== 依頼内容 ==
渋沢栄一と新一万円札を扱った後掲の記事をもとに、次の各問に答えよ。
1. 渋沢栄一の肖像が入った新一万円札の発行開始時期はいつか。
2. 大河ドラマ「青天を衝け」はNHK大河ドラマの第何作にあたるか。
3. 栄一が藍葉の買い付けを1人で行ったのは何歳のときか。

== 記事 ==
════

いよいよ新一万円札の顔に! ドラマで楽しみながら知るその“実像”
2024.03.22
2024年7月から、いよいよ渋沢栄一が肖像として図柄となった新一万円札が発行される。しかし、偉人としてその名を残していることは有名だが、私たちは彼について本当のところどのくらいのことを知っているだろうか。新札発行に先立ち、その生涯を描いたNHKの大河ドラマ「青天を衝け」がチャンネル銀河で4月よりCS初放送される。大河ドラマならではの見どころを楽しみながら、その実像をも知ることができるうってつけの機会だ。
意外と知られていない? 渋沢栄一の生い立ちと偉業
NHKの大河ドラマで丹念に描かれたその全体像
時代の大渦に翻弄され、挫折を繰り返しながらも、高い志を持って未来を切り開いた渋沢栄一の生涯を描いた大河ドラマ「青天を衝け」。記念すべきNHK大河ドラマ第60作にあたる今作では、近代日本経済の根本を作り上げた重要人物であり、幕末から昭和までいくつもの時代を駆け抜けた彼に初めて焦点を当て大きな話題となった。
しかし、新一万円札の肖像となることが発表されてから、初めてその功績を知ったという方も少なくないだろう。また、長命だったことから明治以降の活躍に注目しがちだが、実は幕末の農家に生まれ、討幕計画への参加、将軍家への仕官など、維新の激動にも深くかかわっている。まさしく「激動の時代を生き抜いた」という言葉が相応しい人物である。大河ドラマ「青天を衝け」では、そのような今まで知られていなかった前半生にもしっかりフォーカスして、魅力的に描いている。
少年時代に目覚めた商才…倒幕運動、そして仕官へ
なぜ栄一は“近代日本資本主義”の父となったのか
天保11(1840)年、武蔵国血洗島村で養蚕と藍玉作りを営む農家の長男として生まれた栄一。人一倍おしゃべりの強情っぱりで、いつも大人を困らせていた彼は、父・市郎右衛門の背中に学び、商売の面白さに目覚めていく。藍葉の不作により窮地に陥った父を助けるため、自ら藍葉の買い付けに行きたいと考えた栄一は、わずか13歳にして藍葉の買い付けを1人で行ったという。

════

== データ一覧 ==
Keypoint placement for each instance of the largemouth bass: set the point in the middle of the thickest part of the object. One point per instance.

════

== 解答例 ==
1. 2024年7月から。
2. 第60作。
3. 13歳。